* **Text segment**
-*-*-

Harvey L. Pitt (born February 28, 1945) is an American lawyer who served as the 26th chairman of the U.S. Securities and Exchange Commission (SEC), from 2001 to 2003.

History 
Pitt graduated from Stuyvesant High School in 1961. He graduated from Brooklyn College with a bachelor's degree in 1965, and from St. John's University School of Law with a JD degree in 1968. He later received the Presidential Medal of Distinction from Brooklyn College in 2003 and an honorary LLD from St. John's University School of Law.

From 1968 to 1978, Pitt served on the staff of the SEC, eventually becoming the agency's youngest general counsel in 1975 (at age 30). In between his two tenures at the SEC, Pitt was a senior partner at Fried, Frank, Harris, Shriver & Jacobson, where he represented clients such as: Lloyd's of London, the New York Stock Exchange, Fortune 500 corporations, and "virtually all the exchanges and investment houses." Pitt was later the chairman of the SEC, serving for eighteen months between 2001 and 2003 (rather than his full five-year term), before he resigned abruptly during a wave of criticism.

Notable accomplishments 
As the 26th Chairman of the SEC, Pitt, among other things, oversaw the SEC's response to the market disruptions resulting from the terrorist attacks of 9/11, for which he was lauded as a "voice of calm."
Further, Pitt was the "architect of the new rule requiring executives of large companies to personally certify their financial results."
Pitt created the SEC's "real time enforcement" program—a policy designed to make the SEC's enforcement initiatives more efficient and effective for the protection of investors and led the SEC's unanimous adoption of dozens of rules implementing the Sarbanes-Oxley Act of 2002.

-*-*-

[Source data]
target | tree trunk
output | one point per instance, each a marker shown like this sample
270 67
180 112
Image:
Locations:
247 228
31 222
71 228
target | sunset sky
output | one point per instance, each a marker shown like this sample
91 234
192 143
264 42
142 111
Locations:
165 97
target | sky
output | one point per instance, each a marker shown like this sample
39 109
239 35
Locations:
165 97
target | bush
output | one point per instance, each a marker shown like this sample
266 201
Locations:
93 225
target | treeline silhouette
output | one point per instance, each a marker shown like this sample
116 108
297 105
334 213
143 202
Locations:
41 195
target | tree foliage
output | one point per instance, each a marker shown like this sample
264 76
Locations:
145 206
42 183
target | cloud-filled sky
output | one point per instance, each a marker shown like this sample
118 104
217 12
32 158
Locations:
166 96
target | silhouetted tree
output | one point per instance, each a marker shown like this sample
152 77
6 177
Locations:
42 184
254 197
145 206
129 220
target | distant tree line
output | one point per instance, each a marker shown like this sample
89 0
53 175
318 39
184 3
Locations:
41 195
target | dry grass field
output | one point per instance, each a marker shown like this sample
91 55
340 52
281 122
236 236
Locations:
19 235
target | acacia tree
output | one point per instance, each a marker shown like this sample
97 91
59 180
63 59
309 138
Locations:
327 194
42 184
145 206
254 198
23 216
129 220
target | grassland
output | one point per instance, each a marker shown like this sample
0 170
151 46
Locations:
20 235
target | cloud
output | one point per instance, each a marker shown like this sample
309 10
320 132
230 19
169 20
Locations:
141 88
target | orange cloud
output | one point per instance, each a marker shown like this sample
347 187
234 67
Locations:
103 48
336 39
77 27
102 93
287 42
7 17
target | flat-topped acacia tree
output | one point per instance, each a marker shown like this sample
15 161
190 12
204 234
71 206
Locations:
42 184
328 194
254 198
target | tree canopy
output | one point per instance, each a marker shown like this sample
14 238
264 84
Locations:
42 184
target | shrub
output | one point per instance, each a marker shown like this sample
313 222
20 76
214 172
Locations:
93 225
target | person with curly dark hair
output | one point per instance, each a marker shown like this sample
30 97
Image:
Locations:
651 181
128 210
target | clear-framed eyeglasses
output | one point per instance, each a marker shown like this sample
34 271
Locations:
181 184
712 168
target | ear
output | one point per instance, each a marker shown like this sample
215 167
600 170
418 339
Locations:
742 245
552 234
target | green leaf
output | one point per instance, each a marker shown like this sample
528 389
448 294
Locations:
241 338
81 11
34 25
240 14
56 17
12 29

-*-*-

In the biography of Harvey Pitt above, in what year did Pitt become the SEC's youngest general counsel, and how old was he?

* **The reply**
In 1975, at age 30.